■ Work order: Below are lines of data; restate word for word those running from the line containing "Wildlife-survey input: mark every instance of the gold" to the line containing "Wildlife-survey input: mark every instance of the banknote in", inclusive, and no others.

[[ Material to process open ]]

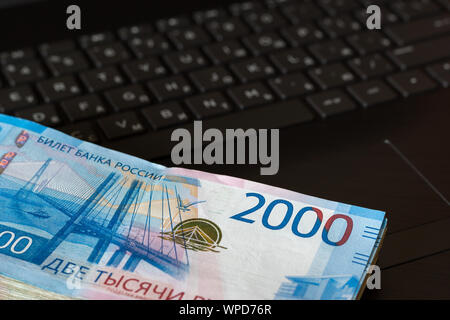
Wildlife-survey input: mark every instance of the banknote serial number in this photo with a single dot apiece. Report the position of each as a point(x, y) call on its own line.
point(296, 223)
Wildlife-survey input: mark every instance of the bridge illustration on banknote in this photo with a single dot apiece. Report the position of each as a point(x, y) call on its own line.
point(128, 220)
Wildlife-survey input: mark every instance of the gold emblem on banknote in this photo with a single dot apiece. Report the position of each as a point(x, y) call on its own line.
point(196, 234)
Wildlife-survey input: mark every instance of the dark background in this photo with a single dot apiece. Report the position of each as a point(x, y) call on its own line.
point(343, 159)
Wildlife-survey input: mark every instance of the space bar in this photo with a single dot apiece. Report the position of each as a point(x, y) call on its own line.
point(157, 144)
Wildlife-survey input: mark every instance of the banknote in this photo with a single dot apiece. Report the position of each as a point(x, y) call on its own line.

[[ Material to process closed ]]
[[ Material to process open ]]

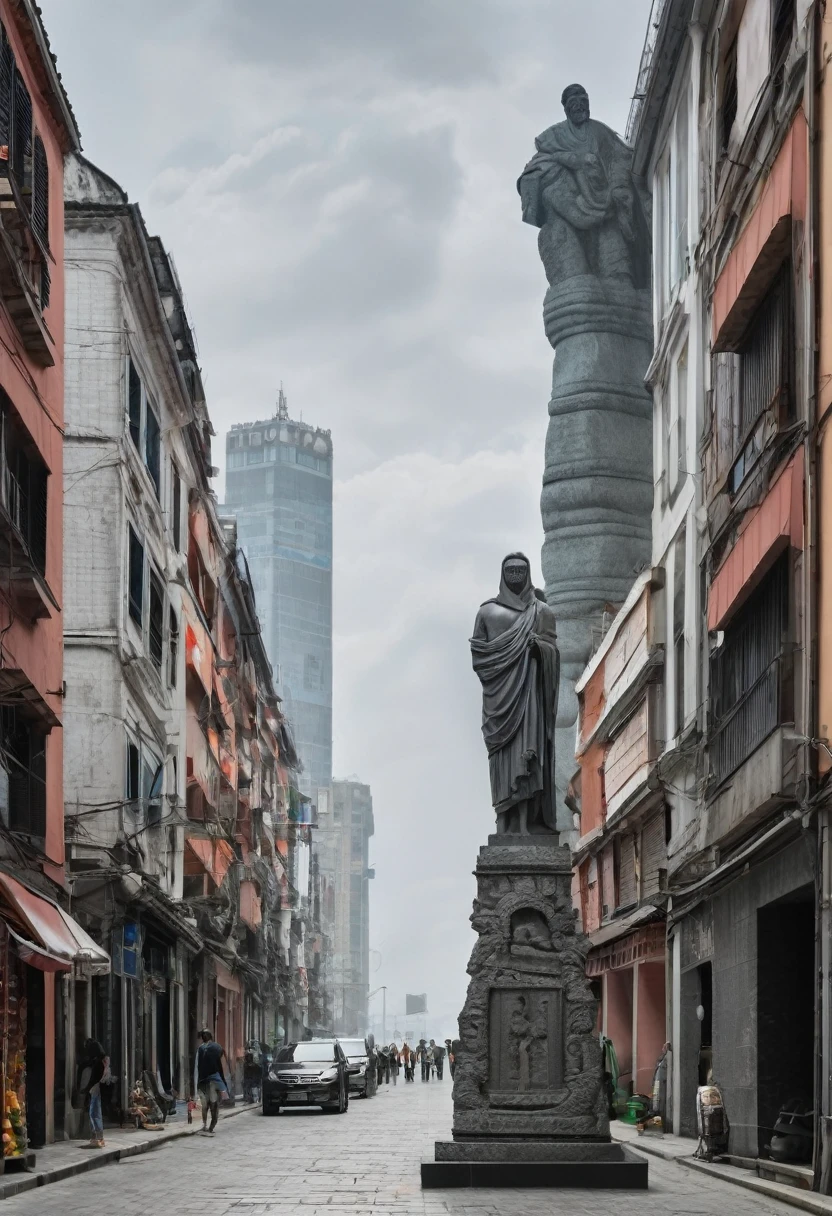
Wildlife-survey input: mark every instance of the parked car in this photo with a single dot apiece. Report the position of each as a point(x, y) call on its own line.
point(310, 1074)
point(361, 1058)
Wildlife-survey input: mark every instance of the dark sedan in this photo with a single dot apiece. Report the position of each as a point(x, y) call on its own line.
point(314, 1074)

[[ Material to process closed ]]

■ Output of the exercise:
Wildlife-survey input: mark every instance of the gold emblem on banknote in this photo with a single dot apiece. Report the position of each as a point(x, y) call on its own line.
point(196, 234)
Wildlife-survey input: mark every instance of the dark background in this photo with a single dot apiece. Report the position of each as a point(x, y) call on its own line.
point(343, 159)
Wildlife-survey input: mark every instance of the space bar in this photo with a single dot apiece. Report the position of each as a point(x, y) call on its own line.
point(157, 144)
Wildlife-survey input: mark every instance of the banknote in this photo with a single dot apiece. Report the position of each as a point(x, y) call on its own line.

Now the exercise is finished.